**GIVEN EXERCISE 1**.
Answer these questions about the thread on converting a UINT32 value into a UINT8 array:
(a) For an input of 0x12345678, which two values does the comment offer as options for array[0]?
(b) What other name does the answer give for big endian?
(c) In the little-endian version, what expression is assigned to a[3]?

============================================================

Converting a UINT32 value into a UINT8 array[4]

Asked 27/6, 2011 at 21:31 Answered 8/8, 2017 at 16:58

My question is how do you convert a UINT32 value to a UINT8 array[4] (C/C++) preferably in a manner independent of endianness? Additionally, how would you reconstruct the UINT32 value from the UINT8 array[4], to get back to where you started?

Discuss answered 27/6, 2011 at 21:31 Comment(1)

How do you want to do the conversion? Big-endian or little-endian? Specifically: If your input is 0x12345678, do you want array[0] to be 0x12 or 0x78? You have to decide this for yourself. Then we can help you. – Expiatory 28/6, 2011 at 15:16

You haven't really said what you mean by independent of endianness - it's unclear since the byte array must have some endianness. That said, one of the below must answer your requirements:

Given UINT32 v and UINT8 a[4]:

"Host" endian

(use the machine's native byte order):

UINT8 *vp = (UINT8 *)&v;
a[0] = vp[0];
a[1] = vp[1];
a[2] = vp[2];
a[3] = vp[3];

or:

memcpy(a, &v, sizeof(v));

or:

*(UINT32 *)a = v;

Big endian

(aka "network order"):

a[0] = v >> 24;
a[1] = v >> 16;
a[2] = v >>  8;
a[3] = v;

Little endian

a[0] = v;
a[1] = v >>  8;
a[2] = v >> 16;
a[3] = v >> 24;

Dotty answered 28/6, 2011 at 7:5 Comment(4)

============================================================

**GIVEN EXERCISE 2**.
Could you write out the records again, from the line containing "target | charred spot on crust" down to the line containing "column 538, row 549" with both of those lines included, replacing "one point per instance" with "a single point per instance" and keeping everything else unchanged? Leave the pictures out.

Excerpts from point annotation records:
============================================================

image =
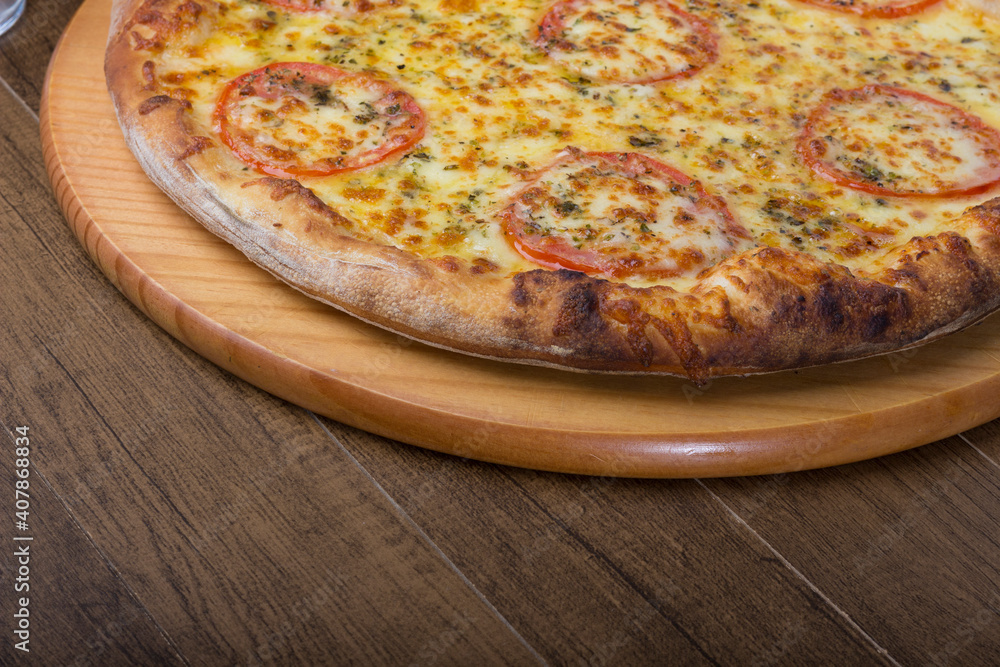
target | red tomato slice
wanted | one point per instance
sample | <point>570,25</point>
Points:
<point>303,119</point>
<point>620,215</point>
<point>895,142</point>
<point>627,41</point>
<point>874,8</point>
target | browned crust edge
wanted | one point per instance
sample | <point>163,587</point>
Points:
<point>763,310</point>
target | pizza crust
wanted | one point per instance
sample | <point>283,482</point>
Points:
<point>763,310</point>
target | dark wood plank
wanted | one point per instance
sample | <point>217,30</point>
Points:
<point>907,546</point>
<point>238,526</point>
<point>79,612</point>
<point>597,570</point>
<point>25,50</point>
<point>986,440</point>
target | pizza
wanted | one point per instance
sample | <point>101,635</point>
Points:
<point>689,187</point>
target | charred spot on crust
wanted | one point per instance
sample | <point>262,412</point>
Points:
<point>154,103</point>
<point>197,145</point>
<point>282,187</point>
<point>579,312</point>
<point>149,75</point>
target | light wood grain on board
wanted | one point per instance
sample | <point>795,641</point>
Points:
<point>206,294</point>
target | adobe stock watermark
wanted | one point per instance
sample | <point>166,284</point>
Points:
<point>22,539</point>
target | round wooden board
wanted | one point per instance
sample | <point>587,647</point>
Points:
<point>209,296</point>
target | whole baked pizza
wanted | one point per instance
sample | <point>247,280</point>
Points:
<point>690,187</point>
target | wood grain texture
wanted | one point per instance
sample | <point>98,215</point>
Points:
<point>652,568</point>
<point>907,546</point>
<point>237,527</point>
<point>25,49</point>
<point>80,612</point>
<point>207,295</point>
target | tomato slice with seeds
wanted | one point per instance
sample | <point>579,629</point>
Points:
<point>302,119</point>
<point>892,141</point>
<point>620,215</point>
<point>633,41</point>
<point>875,8</point>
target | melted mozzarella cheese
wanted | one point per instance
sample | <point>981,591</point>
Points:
<point>497,110</point>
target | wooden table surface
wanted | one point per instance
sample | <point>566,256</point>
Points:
<point>178,515</point>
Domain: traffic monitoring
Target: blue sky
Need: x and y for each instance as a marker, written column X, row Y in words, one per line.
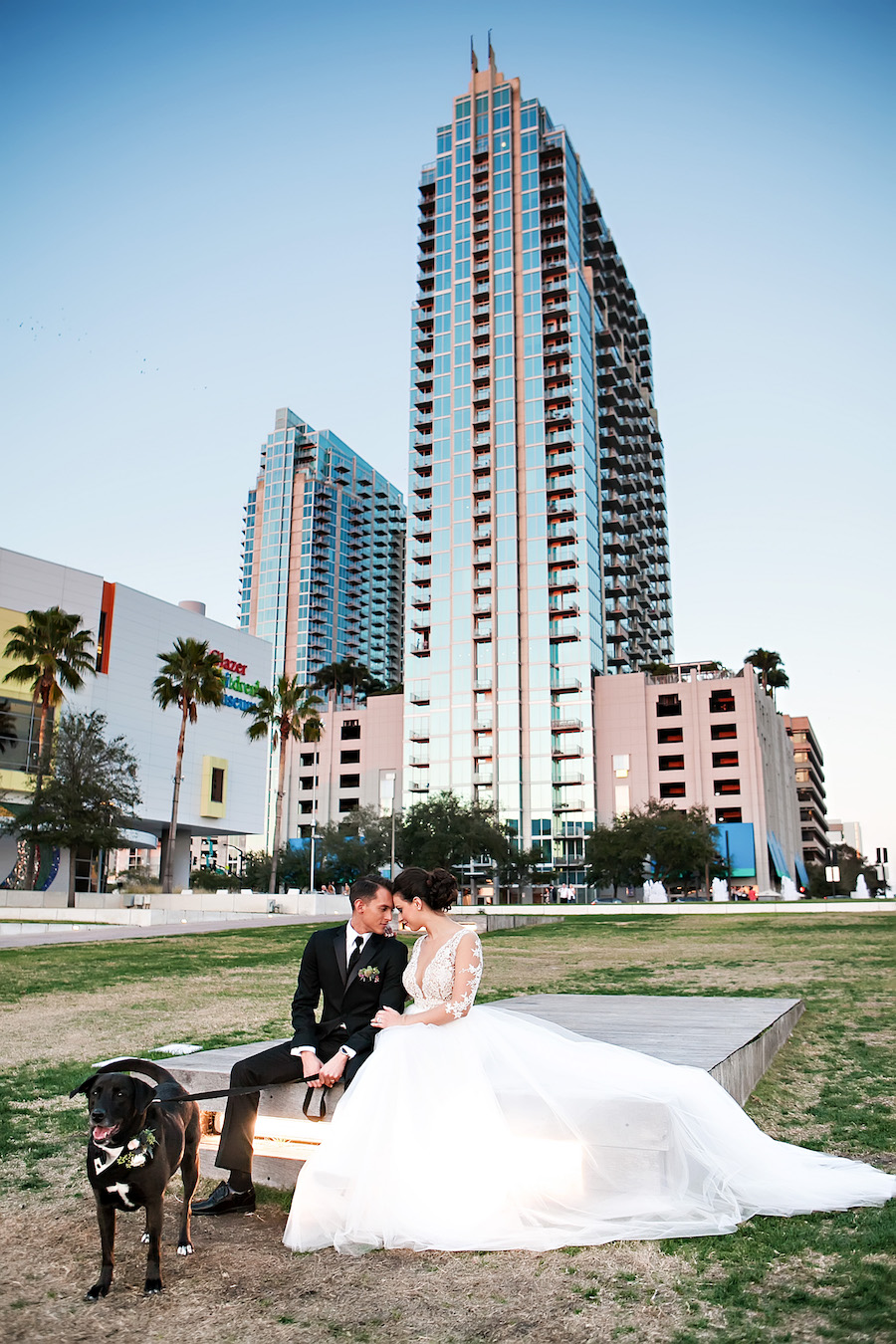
column 211, row 212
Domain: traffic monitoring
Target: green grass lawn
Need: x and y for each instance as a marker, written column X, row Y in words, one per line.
column 822, row 1277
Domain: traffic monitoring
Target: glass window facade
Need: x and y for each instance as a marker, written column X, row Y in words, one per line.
column 324, row 556
column 538, row 549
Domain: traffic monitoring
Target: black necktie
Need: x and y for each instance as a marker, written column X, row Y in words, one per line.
column 356, row 956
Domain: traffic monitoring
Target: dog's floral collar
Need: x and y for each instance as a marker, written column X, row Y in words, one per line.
column 138, row 1151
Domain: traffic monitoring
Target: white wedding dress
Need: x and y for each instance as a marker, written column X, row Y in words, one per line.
column 501, row 1131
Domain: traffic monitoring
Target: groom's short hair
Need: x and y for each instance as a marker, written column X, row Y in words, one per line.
column 367, row 887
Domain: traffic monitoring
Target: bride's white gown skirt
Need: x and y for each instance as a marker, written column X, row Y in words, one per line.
column 504, row 1132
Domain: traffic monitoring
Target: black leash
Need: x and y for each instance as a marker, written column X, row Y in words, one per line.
column 226, row 1091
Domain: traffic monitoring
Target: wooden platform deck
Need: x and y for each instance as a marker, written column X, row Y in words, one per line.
column 734, row 1039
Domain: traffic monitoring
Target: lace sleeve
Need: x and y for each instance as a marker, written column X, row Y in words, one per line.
column 468, row 972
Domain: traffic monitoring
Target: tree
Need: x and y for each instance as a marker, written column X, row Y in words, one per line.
column 446, row 832
column 617, row 853
column 8, row 736
column 772, row 669
column 683, row 844
column 348, row 672
column 850, row 864
column 89, row 797
column 53, row 652
column 331, row 679
column 288, row 713
column 354, row 845
column 191, row 676
column 214, row 879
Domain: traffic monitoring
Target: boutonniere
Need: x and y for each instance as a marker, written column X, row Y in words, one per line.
column 138, row 1151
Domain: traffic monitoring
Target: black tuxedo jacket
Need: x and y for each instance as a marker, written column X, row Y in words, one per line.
column 349, row 1002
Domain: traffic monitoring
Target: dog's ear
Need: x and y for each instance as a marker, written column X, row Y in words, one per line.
column 85, row 1086
column 144, row 1094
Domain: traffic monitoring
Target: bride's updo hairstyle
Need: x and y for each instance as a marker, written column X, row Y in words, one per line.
column 437, row 889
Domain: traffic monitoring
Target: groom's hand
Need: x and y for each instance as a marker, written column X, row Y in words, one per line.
column 334, row 1068
column 311, row 1064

============================================================

**EXPECTED OUTPUT 1**.
(a) 0x12 or 0x78
(b) "network order"
(c) v >> 24

**EXPECTED OUTPUT 2**.
target | charred spot on crust
wanted | a single point per instance
sample | <point>262,412</point>
Points:
<point>154,103</point>
<point>197,145</point>
<point>282,187</point>
<point>579,312</point>
<point>149,75</point>
target | light wood grain on board
wanted | a single point per instance
sample | <point>795,641</point>
Points:
<point>206,294</point>
target | adobe stock watermark
wanted | a single point per instance
sample | <point>166,284</point>
Points:
<point>22,539</point>
target | round wooden board
wanted | a single point per instance
sample | <point>587,647</point>
Points:
<point>209,296</point>
target | whole baked pizza
wanted | a single point per instance
sample | <point>247,280</point>
Points:
<point>690,187</point>
target | wood grain texture
wanted | a single point per instance
sample | <point>98,215</point>
Points:
<point>652,568</point>
<point>907,546</point>
<point>237,527</point>
<point>25,49</point>
<point>80,612</point>
<point>207,295</point>
target | tomato slice with seeds
wanted | a single point per instance
sample | <point>579,629</point>
Points:
<point>302,119</point>
<point>892,141</point>
<point>620,215</point>
<point>633,41</point>
<point>875,8</point>
target | melted mozzarella cheese
wanted | a single point per instance
sample | <point>981,591</point>
Points:
<point>497,110</point>
target | wooden table surface
wanted | a single point per instance
sample | <point>566,256</point>
Points:
<point>178,515</point>
Domain: traffic monitoring
Target: blue sky
Need: x and y for each instance as a marker, written column X, row Y in words, one per line.
column 211, row 212
Domain: traffic monitoring
Target: green grass lawn
Need: x and y for each instance as a marker, written column X, row Y in words, one per line.
column 822, row 1277
Domain: traffic monitoring
Target: glass window facade
Need: x and y for each instance as a marker, written column X, row Y in words, one per line.
column 324, row 556
column 538, row 549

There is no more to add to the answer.